Rewrite the entries below as a JSON list of strings, with one string for each line and no strings for blank lines.

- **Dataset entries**
- - -

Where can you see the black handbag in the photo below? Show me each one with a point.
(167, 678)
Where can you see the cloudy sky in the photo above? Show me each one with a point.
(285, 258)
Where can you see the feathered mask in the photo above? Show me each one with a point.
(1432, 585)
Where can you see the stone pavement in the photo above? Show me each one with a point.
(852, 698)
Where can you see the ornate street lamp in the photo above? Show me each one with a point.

- - -

- **Written answer**
[
  "Where can you see the black handbag in the photo below? Show me each one with a point.",
  "(167, 678)",
  "Where can you see the cloudy sky in the photo above? Show me each one with a point.",
  "(285, 258)",
  "Where can you see the feathered mask in the photo above? Show me each one with a point.",
  "(1432, 585)",
  "Where can you see the stone pavement in the photo above? Show me each one with a point.",
  "(852, 698)",
  "Where can you see the ornate street lamp in the photo above? Show me each one with a point."
]